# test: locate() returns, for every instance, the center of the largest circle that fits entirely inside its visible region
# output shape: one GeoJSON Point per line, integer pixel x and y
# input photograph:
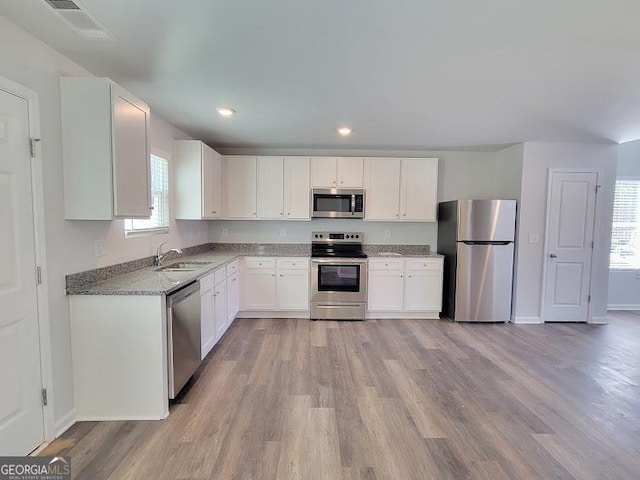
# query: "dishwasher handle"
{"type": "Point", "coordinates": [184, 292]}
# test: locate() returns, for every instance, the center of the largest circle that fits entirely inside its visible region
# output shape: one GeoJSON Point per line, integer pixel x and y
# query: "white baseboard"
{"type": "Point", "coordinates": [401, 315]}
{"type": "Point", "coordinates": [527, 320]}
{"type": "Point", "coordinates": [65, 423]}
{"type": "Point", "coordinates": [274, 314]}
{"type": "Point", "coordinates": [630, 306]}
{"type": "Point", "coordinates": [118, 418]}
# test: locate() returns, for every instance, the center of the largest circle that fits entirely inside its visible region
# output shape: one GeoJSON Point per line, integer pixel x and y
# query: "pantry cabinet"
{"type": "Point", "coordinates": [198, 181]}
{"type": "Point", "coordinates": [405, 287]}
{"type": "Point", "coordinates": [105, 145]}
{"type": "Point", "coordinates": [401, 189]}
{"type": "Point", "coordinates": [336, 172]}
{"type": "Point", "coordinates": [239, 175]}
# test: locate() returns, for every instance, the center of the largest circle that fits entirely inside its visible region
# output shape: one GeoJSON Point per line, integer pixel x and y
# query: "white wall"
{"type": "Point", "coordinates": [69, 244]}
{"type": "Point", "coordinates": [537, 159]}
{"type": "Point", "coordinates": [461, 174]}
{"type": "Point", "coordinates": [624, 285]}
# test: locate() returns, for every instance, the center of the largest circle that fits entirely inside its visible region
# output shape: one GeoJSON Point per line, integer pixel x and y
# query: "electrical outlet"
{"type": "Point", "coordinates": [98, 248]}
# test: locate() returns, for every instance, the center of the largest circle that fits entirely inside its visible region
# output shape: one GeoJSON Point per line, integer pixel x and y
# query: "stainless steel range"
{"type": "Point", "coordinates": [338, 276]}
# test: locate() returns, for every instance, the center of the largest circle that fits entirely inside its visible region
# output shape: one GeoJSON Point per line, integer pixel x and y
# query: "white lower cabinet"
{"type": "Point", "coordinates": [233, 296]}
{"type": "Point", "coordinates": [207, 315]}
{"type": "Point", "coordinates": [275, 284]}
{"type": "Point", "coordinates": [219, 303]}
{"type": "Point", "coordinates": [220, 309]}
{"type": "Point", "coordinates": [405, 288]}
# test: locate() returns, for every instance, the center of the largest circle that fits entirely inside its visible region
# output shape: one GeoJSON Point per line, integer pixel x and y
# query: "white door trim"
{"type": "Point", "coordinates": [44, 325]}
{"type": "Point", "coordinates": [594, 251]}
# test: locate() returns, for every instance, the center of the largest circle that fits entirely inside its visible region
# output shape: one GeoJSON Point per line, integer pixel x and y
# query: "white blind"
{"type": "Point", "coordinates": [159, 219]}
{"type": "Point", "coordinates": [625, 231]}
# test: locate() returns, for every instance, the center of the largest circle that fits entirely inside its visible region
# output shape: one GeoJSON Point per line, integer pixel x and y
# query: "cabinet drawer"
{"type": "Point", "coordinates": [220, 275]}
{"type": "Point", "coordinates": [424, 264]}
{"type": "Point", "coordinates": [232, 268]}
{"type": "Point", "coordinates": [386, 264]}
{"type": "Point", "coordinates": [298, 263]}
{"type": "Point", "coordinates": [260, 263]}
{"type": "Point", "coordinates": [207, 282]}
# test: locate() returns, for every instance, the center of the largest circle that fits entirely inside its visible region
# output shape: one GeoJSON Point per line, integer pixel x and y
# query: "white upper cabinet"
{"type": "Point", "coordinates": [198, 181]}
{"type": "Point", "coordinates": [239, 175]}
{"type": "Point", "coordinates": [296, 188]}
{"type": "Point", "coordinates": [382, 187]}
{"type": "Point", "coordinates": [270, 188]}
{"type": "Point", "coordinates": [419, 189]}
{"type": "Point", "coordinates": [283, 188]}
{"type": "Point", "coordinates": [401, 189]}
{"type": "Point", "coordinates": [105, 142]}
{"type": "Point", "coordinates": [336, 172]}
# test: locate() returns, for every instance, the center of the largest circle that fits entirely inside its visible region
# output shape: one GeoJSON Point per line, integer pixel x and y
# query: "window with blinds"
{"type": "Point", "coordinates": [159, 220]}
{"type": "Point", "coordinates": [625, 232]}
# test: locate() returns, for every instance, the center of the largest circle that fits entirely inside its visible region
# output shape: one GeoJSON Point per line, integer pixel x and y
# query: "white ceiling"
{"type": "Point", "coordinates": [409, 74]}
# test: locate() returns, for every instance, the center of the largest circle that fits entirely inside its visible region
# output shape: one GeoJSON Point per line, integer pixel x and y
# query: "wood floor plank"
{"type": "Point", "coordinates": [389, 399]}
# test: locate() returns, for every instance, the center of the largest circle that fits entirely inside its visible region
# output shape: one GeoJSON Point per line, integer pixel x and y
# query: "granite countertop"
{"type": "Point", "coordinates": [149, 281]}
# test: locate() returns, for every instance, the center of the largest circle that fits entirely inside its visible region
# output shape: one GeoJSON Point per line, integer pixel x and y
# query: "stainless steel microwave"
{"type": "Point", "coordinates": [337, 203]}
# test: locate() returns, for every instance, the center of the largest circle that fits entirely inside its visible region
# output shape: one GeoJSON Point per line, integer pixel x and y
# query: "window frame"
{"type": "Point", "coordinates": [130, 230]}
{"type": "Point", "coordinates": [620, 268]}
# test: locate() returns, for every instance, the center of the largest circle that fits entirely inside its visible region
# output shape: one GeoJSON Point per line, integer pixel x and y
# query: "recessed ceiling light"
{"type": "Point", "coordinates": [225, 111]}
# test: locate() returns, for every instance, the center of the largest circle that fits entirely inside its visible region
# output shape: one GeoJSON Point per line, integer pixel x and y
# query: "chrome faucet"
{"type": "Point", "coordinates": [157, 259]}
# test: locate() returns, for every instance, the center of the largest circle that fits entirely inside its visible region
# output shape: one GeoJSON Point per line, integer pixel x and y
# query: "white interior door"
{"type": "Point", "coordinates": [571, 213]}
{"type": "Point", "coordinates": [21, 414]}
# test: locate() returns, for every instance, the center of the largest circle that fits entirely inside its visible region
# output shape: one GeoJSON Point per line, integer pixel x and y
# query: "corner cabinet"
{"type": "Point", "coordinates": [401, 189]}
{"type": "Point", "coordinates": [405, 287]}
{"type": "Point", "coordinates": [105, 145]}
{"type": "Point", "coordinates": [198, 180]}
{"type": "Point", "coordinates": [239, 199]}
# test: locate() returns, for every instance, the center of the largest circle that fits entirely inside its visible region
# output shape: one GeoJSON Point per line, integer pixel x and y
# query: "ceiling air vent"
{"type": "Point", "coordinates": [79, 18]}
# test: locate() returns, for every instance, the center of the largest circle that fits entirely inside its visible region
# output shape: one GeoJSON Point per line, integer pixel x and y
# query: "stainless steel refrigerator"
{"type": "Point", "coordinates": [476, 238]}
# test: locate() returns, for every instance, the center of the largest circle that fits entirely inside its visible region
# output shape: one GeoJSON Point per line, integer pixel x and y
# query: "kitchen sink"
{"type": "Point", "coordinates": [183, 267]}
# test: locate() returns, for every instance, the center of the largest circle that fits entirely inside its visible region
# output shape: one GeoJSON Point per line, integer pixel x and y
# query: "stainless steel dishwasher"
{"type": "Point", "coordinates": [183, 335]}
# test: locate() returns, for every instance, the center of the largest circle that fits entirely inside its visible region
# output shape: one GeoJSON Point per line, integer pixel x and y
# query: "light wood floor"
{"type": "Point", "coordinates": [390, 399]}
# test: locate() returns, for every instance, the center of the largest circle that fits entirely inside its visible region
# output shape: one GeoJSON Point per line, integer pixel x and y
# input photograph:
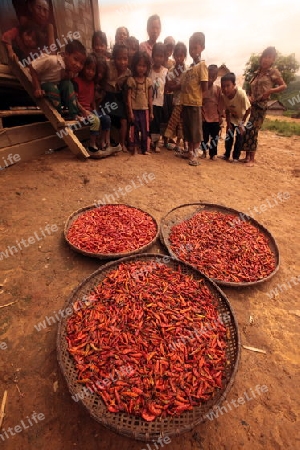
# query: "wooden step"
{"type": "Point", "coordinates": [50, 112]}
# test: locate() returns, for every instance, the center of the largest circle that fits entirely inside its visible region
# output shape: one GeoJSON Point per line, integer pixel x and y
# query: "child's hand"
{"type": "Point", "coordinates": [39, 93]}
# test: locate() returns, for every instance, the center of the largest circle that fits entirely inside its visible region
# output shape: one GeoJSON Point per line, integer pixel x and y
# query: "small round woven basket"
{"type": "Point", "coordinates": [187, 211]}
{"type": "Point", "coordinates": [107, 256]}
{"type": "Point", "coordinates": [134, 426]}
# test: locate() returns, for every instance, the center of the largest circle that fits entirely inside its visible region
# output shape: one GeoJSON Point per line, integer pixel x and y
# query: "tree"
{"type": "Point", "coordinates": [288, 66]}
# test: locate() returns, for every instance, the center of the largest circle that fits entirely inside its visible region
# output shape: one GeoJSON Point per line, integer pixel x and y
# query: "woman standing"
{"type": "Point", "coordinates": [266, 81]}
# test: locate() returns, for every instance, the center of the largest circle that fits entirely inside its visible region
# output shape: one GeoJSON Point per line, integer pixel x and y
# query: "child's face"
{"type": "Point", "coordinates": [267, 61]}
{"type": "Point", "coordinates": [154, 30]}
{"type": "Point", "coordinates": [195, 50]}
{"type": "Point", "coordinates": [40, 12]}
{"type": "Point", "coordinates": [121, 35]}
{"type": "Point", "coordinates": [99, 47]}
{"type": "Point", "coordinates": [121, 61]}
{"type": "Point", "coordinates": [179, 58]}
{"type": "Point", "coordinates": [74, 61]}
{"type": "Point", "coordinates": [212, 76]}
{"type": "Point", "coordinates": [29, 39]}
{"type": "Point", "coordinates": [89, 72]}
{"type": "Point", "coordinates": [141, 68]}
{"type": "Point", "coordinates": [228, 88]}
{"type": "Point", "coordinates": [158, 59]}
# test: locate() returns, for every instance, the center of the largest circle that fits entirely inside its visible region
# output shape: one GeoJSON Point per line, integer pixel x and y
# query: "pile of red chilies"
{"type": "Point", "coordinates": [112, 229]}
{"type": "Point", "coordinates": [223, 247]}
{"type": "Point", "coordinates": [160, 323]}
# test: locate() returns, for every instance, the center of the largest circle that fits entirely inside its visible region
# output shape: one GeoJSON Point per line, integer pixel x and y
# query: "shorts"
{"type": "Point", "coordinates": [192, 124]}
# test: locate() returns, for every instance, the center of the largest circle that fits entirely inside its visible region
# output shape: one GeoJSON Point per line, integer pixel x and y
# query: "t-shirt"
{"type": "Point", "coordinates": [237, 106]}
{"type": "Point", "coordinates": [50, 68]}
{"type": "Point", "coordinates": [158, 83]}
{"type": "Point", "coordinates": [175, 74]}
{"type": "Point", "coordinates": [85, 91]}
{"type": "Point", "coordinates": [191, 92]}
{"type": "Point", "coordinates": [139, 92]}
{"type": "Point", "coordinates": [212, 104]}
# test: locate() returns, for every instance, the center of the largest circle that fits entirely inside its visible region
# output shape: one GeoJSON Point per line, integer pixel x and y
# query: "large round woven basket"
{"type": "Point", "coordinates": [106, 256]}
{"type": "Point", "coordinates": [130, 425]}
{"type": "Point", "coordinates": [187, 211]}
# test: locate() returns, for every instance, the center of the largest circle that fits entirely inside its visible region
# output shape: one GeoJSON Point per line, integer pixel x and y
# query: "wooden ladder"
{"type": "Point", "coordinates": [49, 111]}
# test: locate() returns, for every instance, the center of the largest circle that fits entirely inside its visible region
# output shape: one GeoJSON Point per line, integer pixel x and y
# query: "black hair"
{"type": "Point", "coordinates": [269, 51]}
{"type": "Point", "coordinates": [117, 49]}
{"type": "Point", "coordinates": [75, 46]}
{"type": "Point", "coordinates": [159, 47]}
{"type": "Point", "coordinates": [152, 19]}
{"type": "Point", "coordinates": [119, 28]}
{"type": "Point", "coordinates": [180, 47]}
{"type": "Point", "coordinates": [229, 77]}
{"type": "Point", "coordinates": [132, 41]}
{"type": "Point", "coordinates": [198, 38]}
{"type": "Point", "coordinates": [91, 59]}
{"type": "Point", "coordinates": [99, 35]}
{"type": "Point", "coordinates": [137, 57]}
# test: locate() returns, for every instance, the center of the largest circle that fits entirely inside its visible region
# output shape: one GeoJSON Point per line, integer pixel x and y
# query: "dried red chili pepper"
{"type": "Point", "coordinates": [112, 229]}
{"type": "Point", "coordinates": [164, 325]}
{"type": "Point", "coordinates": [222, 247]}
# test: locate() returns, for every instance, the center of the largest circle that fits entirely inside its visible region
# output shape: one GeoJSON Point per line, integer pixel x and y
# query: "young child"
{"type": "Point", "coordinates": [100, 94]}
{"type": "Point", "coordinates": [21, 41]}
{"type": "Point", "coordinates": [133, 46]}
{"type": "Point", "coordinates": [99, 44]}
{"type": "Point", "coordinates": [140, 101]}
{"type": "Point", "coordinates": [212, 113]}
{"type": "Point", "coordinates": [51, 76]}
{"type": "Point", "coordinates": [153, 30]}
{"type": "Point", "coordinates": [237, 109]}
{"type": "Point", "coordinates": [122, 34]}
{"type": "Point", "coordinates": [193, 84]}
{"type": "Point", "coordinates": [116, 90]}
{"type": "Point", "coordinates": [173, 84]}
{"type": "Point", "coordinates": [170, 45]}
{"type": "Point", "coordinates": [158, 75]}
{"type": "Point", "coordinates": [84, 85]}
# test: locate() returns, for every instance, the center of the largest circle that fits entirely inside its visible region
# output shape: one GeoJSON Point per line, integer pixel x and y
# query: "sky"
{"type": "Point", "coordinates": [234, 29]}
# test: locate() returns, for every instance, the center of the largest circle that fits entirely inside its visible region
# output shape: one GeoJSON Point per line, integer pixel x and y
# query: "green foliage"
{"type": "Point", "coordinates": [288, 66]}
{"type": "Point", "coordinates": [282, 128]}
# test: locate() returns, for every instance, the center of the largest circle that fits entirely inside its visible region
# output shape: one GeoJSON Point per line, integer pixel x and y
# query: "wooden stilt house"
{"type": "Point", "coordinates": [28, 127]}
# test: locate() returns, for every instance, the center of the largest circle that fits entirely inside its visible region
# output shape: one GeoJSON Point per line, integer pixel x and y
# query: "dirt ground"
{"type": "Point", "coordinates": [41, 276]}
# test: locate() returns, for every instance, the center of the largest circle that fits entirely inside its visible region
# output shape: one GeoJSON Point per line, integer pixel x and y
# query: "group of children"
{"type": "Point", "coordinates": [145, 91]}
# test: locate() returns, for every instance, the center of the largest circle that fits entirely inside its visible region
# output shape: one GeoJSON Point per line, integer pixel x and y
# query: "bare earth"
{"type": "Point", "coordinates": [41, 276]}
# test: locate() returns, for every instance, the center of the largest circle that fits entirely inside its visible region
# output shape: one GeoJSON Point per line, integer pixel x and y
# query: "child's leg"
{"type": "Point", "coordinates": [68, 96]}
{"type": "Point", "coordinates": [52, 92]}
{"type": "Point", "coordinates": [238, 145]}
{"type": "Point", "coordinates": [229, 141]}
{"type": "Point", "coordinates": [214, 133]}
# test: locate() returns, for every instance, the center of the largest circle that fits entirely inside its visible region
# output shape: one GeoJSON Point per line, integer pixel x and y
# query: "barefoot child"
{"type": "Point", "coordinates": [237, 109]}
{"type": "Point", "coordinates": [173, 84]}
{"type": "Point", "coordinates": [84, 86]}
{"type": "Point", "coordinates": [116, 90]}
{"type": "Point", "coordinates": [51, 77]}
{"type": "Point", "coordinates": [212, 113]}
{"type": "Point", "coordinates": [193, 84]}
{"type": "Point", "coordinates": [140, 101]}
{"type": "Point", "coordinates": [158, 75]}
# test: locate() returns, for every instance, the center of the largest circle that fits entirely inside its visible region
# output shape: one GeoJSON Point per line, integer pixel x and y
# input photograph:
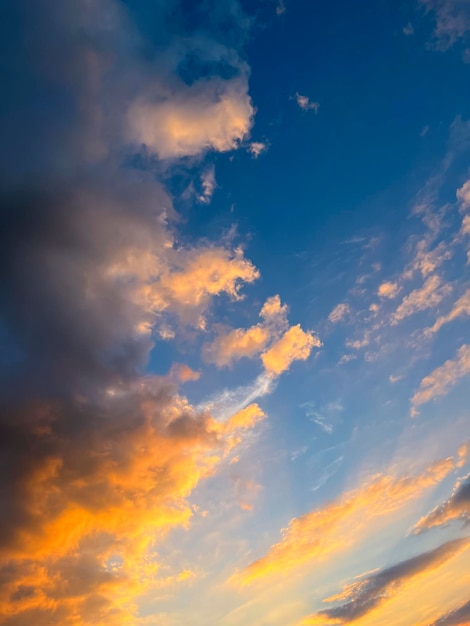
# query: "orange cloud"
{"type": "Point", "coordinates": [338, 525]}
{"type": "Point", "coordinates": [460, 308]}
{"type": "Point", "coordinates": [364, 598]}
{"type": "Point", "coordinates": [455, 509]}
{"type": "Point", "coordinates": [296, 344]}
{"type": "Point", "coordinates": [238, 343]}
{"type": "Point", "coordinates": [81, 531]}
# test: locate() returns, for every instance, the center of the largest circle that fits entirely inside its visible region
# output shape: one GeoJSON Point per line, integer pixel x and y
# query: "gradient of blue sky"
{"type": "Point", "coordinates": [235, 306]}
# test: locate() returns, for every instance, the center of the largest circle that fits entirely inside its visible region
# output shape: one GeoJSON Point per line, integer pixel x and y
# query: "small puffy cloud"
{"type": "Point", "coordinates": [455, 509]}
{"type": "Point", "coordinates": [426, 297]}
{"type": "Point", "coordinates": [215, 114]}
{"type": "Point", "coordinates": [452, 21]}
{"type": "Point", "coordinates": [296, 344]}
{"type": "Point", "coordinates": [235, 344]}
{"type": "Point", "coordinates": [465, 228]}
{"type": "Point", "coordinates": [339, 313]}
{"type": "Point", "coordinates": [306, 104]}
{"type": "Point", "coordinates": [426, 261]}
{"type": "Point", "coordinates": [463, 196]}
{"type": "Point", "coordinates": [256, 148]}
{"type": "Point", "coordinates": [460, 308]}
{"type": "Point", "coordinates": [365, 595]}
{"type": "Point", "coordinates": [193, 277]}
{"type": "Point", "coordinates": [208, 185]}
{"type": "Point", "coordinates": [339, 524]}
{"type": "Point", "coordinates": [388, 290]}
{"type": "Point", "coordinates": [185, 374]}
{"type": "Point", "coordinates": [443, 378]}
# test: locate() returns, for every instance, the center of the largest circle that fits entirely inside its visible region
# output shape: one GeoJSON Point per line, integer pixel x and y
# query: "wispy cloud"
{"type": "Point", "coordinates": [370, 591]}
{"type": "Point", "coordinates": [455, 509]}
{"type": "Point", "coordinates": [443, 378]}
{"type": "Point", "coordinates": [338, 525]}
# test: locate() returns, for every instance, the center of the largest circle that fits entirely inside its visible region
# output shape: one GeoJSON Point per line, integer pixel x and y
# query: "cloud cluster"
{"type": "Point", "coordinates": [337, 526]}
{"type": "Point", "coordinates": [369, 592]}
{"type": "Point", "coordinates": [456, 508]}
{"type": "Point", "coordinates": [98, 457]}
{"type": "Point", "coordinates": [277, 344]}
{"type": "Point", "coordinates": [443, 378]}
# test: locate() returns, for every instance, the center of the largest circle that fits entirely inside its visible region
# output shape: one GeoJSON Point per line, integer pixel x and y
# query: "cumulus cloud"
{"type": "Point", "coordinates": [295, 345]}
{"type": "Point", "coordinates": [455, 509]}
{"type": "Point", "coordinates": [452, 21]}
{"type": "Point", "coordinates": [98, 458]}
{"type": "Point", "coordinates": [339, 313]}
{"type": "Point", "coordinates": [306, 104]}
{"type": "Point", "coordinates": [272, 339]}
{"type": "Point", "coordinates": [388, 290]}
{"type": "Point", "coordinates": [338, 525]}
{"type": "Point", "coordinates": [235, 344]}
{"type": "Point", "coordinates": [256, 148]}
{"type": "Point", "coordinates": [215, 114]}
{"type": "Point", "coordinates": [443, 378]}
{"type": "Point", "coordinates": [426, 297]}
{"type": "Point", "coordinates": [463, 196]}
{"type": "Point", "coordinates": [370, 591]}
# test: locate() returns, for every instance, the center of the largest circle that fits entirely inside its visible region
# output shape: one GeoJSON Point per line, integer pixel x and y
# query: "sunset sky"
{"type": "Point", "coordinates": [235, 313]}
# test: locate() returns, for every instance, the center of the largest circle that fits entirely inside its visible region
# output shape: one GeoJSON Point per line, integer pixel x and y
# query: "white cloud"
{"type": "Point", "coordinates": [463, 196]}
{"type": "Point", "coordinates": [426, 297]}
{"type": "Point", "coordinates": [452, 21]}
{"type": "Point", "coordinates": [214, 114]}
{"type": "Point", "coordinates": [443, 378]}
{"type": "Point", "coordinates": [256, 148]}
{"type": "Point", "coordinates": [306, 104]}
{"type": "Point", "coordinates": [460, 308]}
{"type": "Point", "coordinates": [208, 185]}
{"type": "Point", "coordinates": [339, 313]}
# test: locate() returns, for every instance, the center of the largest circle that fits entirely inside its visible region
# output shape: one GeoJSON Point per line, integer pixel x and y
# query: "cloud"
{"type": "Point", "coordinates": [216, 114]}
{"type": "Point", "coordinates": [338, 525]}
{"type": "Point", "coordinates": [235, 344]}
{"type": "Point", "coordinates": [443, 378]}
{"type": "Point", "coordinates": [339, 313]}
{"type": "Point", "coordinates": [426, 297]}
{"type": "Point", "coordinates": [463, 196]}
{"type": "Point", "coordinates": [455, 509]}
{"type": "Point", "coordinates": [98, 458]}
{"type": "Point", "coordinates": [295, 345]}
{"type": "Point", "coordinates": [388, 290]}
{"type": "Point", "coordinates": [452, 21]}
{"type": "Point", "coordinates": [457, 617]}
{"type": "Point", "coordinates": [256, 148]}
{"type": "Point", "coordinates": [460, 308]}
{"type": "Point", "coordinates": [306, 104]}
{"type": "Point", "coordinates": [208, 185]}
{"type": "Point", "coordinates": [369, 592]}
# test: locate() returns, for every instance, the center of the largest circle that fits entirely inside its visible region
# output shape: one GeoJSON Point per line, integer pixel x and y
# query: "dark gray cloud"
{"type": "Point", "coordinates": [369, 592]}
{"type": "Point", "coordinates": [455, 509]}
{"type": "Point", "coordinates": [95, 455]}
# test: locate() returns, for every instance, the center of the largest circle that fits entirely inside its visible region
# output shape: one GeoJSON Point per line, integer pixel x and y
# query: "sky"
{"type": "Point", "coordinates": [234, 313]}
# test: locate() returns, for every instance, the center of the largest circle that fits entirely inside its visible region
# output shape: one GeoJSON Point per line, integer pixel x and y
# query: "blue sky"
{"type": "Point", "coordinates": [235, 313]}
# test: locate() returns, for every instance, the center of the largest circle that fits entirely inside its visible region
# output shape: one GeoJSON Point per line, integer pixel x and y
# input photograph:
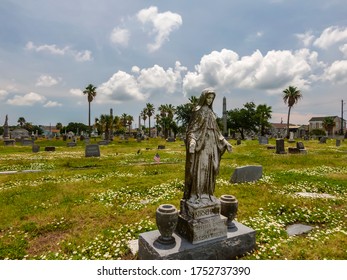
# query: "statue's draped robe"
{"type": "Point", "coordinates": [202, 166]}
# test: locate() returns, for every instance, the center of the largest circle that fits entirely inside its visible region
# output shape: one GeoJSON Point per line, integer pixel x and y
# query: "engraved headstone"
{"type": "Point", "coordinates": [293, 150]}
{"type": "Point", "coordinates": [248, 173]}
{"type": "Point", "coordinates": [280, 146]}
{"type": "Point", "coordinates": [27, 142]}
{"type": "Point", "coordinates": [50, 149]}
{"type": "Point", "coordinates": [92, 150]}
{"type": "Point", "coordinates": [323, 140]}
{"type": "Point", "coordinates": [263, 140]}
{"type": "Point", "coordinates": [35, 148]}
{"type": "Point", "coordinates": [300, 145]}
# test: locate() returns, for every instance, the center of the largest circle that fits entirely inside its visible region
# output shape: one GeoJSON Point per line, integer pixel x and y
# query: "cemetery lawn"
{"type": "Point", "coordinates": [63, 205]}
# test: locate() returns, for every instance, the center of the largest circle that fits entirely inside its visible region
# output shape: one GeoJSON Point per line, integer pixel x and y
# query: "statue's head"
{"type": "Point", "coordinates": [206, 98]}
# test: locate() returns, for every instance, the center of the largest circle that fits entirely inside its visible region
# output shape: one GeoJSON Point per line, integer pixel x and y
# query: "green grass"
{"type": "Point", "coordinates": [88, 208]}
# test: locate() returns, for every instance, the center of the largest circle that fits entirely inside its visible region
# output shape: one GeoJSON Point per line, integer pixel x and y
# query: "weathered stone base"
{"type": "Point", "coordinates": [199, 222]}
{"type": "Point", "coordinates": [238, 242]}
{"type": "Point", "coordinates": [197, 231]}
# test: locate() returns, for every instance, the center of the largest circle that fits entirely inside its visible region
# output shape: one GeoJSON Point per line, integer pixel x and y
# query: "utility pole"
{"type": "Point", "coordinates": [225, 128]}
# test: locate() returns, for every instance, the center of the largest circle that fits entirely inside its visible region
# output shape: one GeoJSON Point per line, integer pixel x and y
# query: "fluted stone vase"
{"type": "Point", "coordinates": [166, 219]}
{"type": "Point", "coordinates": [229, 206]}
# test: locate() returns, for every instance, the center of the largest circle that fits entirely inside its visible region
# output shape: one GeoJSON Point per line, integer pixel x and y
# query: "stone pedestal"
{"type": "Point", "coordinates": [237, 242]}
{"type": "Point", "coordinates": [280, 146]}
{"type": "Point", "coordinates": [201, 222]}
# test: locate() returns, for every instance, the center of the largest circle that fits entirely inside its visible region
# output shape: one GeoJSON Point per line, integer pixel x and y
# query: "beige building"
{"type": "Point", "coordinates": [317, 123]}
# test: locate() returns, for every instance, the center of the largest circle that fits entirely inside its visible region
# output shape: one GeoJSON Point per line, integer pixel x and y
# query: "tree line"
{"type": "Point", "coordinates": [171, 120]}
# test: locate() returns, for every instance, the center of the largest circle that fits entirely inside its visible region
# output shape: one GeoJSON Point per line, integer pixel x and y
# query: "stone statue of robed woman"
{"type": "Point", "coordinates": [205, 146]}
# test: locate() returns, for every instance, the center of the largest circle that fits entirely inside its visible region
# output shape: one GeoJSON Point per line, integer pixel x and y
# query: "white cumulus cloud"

★ ★ ★

List every line of the records that contains the word "statue", treating uppercase and lowercase letters as different.

** Task result **
# query: "statue's draped robe"
# query: "statue's head"
# query: "stone statue of robed woman"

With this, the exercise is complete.